## What you will do
Counting task for the entries below: give the number of lines that contain the word "stock", with no other text.

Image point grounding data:
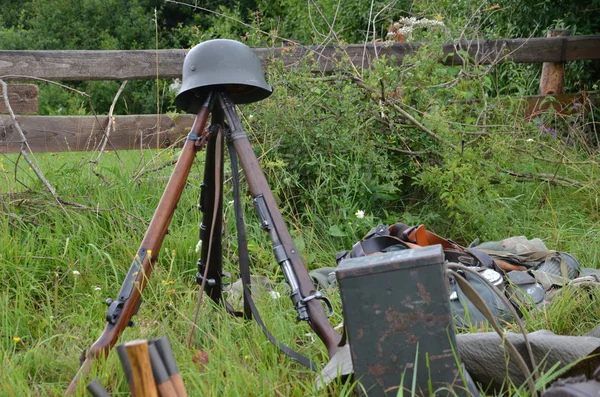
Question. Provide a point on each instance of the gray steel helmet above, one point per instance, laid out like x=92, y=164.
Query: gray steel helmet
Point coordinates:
x=221, y=65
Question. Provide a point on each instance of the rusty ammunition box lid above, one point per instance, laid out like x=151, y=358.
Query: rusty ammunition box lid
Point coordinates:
x=390, y=261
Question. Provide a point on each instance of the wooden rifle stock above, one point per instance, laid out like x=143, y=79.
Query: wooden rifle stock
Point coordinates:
x=121, y=310
x=307, y=299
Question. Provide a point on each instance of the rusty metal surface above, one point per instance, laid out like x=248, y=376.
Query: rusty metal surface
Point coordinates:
x=397, y=314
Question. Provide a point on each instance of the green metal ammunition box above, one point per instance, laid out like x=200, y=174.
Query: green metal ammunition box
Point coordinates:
x=397, y=315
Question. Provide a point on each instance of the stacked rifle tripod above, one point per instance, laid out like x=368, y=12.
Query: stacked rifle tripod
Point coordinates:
x=217, y=75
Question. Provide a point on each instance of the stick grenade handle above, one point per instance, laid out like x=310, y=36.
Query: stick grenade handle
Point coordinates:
x=96, y=389
x=124, y=358
x=141, y=369
x=161, y=377
x=166, y=354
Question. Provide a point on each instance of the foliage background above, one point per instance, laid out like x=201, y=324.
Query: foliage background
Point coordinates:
x=331, y=146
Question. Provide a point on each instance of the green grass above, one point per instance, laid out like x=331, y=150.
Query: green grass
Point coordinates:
x=48, y=314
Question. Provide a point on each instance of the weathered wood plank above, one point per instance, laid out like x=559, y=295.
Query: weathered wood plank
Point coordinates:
x=142, y=64
x=76, y=133
x=23, y=99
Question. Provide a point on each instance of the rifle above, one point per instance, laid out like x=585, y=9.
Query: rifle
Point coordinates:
x=305, y=298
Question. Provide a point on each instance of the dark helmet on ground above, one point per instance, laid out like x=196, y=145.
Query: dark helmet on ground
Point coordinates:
x=221, y=65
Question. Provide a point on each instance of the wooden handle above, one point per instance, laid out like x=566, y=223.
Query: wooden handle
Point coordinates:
x=139, y=359
x=166, y=353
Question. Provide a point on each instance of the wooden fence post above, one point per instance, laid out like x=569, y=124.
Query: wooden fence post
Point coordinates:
x=553, y=73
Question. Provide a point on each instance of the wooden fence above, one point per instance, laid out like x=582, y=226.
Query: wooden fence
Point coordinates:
x=62, y=133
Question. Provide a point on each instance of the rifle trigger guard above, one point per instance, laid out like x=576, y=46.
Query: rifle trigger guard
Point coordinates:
x=318, y=295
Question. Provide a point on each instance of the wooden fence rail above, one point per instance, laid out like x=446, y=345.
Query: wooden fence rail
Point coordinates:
x=150, y=64
x=77, y=133
x=62, y=133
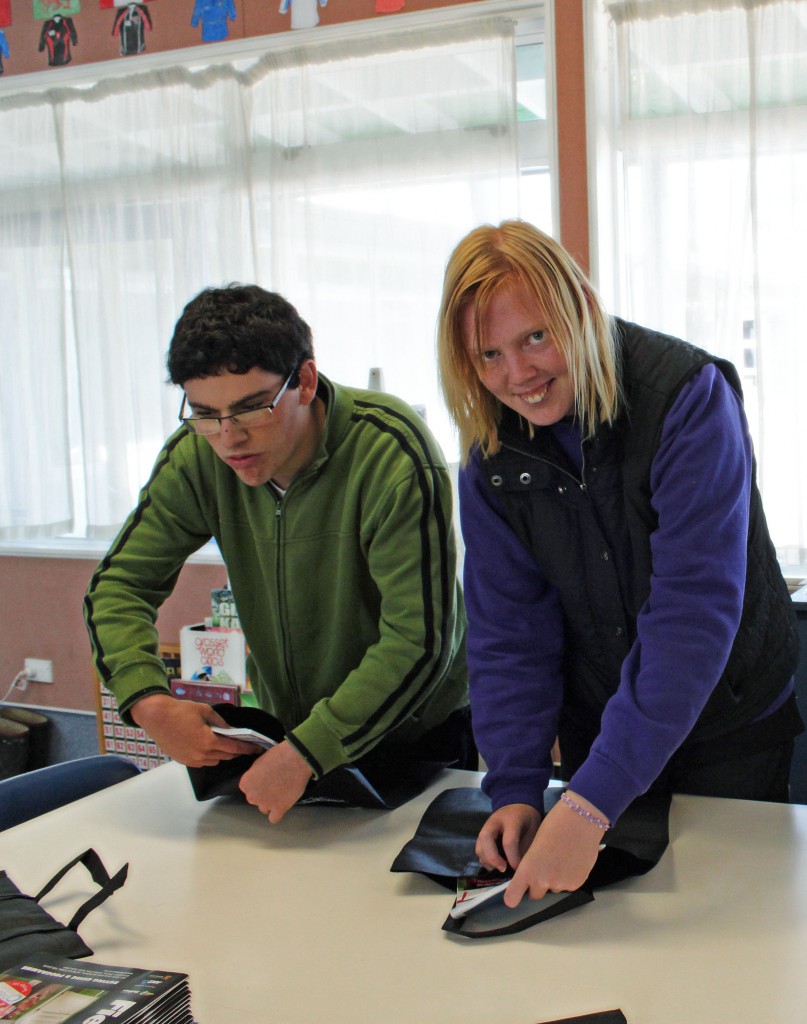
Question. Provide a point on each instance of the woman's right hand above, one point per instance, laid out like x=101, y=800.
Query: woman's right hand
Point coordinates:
x=506, y=837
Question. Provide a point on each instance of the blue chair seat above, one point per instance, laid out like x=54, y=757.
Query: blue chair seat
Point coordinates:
x=34, y=793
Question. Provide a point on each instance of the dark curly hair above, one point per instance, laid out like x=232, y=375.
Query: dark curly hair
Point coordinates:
x=235, y=329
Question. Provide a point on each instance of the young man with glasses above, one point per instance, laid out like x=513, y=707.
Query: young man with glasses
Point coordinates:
x=332, y=508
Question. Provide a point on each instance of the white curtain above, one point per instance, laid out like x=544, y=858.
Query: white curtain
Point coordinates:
x=698, y=119
x=339, y=174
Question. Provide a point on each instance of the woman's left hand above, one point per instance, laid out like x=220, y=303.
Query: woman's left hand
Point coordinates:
x=561, y=855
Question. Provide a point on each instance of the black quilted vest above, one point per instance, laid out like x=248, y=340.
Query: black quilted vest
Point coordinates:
x=591, y=537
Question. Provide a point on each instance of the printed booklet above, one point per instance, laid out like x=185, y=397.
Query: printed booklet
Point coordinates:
x=57, y=990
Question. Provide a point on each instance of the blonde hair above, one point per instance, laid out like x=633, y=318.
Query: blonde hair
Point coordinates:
x=489, y=258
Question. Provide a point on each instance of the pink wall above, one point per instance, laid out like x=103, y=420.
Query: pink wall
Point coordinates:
x=95, y=37
x=41, y=598
x=42, y=613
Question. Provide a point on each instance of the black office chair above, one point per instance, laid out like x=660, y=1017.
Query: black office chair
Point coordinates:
x=34, y=793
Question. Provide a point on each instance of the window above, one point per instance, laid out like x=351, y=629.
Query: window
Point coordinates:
x=339, y=174
x=698, y=120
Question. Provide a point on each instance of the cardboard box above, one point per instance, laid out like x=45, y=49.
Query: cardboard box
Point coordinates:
x=217, y=655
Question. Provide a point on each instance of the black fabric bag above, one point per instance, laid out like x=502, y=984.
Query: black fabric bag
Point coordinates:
x=28, y=930
x=443, y=849
x=384, y=779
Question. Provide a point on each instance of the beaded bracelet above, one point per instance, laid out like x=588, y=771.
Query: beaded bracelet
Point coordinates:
x=584, y=813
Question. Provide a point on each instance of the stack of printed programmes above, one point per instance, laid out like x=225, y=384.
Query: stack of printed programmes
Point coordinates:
x=57, y=990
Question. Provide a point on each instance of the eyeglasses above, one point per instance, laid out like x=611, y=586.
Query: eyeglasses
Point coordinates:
x=208, y=425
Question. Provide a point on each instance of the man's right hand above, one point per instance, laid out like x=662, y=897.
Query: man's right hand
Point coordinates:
x=181, y=729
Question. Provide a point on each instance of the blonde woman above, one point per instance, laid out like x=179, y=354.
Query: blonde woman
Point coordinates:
x=622, y=588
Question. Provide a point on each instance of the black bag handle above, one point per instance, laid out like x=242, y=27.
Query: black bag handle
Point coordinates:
x=107, y=884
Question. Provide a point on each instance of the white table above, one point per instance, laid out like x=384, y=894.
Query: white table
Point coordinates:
x=302, y=923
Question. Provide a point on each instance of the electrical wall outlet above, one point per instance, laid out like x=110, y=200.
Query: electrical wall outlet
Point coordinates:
x=39, y=670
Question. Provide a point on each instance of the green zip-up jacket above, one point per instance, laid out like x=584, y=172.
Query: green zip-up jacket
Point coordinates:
x=345, y=587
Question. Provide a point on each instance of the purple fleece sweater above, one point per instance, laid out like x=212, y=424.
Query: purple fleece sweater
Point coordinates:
x=699, y=482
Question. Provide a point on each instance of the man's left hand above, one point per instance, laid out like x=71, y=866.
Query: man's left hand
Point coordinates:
x=275, y=781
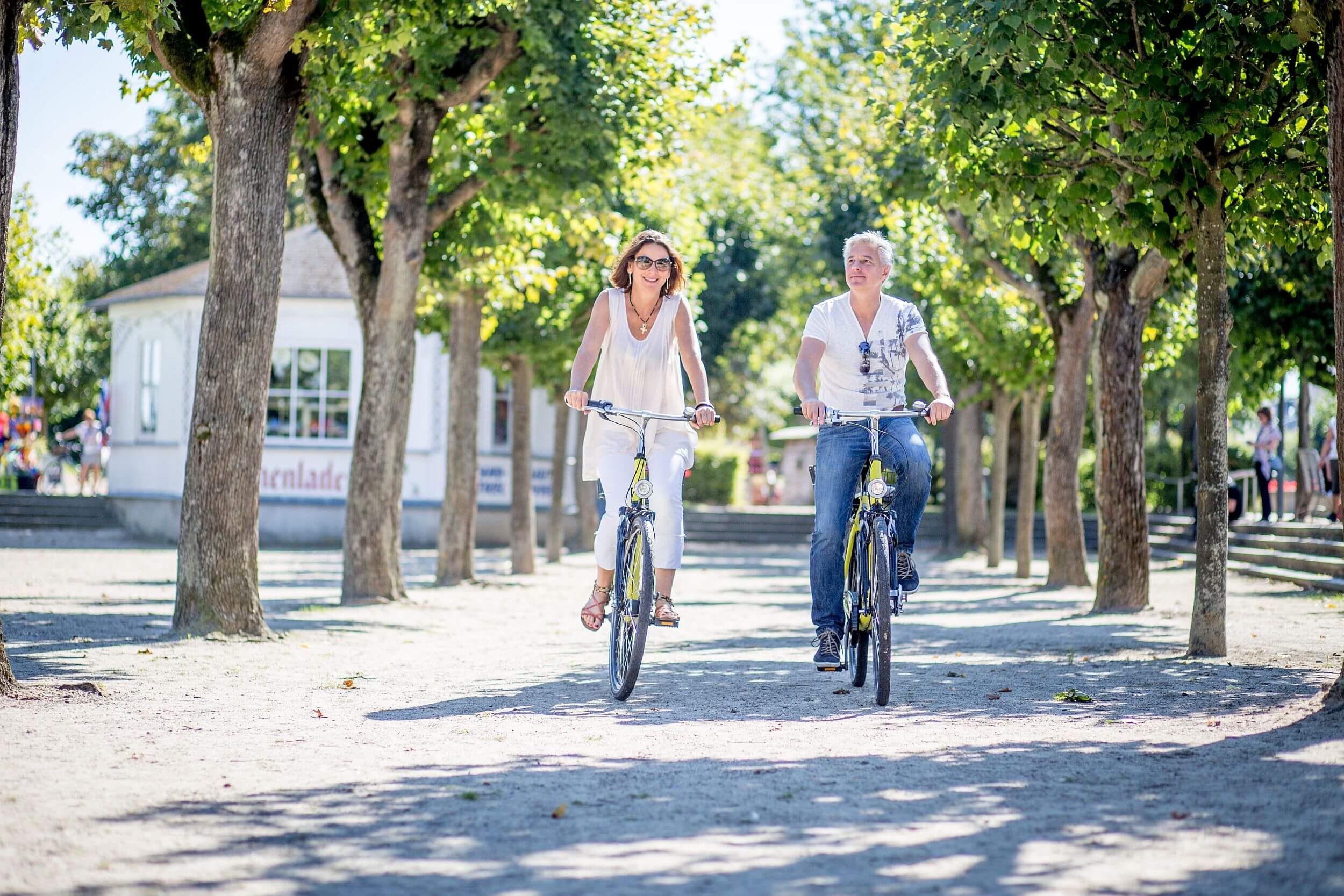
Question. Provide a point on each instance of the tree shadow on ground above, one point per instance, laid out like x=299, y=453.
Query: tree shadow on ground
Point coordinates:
x=1124, y=693
x=44, y=645
x=1015, y=819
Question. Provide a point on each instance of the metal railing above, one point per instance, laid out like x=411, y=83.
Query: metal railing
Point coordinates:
x=1245, y=477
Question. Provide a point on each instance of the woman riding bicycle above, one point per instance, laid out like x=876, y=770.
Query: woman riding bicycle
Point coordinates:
x=635, y=326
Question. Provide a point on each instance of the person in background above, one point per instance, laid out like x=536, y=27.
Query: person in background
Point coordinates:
x=1267, y=444
x=89, y=433
x=1331, y=465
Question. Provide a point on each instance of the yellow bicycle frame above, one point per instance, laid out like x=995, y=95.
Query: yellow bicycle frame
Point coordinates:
x=641, y=472
x=866, y=501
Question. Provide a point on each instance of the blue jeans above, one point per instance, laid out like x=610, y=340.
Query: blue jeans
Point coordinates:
x=842, y=454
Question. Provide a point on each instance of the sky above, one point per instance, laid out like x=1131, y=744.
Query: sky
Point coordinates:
x=66, y=90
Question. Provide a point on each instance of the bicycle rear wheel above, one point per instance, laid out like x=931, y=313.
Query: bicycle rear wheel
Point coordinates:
x=632, y=606
x=880, y=582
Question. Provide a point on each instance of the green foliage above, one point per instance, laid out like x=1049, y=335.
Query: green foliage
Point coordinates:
x=1283, y=311
x=718, y=476
x=1054, y=114
x=837, y=85
x=46, y=320
x=154, y=195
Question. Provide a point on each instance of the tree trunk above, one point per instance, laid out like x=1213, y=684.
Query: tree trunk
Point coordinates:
x=1332, y=17
x=522, y=503
x=1121, y=488
x=388, y=323
x=1026, y=534
x=949, y=436
x=1004, y=405
x=1209, y=623
x=9, y=146
x=1065, y=546
x=972, y=524
x=373, y=539
x=251, y=112
x=585, y=494
x=560, y=464
x=1304, y=439
x=457, y=520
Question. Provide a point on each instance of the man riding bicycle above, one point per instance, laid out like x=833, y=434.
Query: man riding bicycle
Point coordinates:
x=861, y=343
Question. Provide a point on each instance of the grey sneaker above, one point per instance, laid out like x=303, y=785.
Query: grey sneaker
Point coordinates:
x=907, y=577
x=828, y=650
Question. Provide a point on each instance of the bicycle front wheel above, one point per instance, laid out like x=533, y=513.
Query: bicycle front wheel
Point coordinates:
x=632, y=607
x=880, y=580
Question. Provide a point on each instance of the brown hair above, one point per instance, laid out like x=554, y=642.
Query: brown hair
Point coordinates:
x=621, y=273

## Task result
2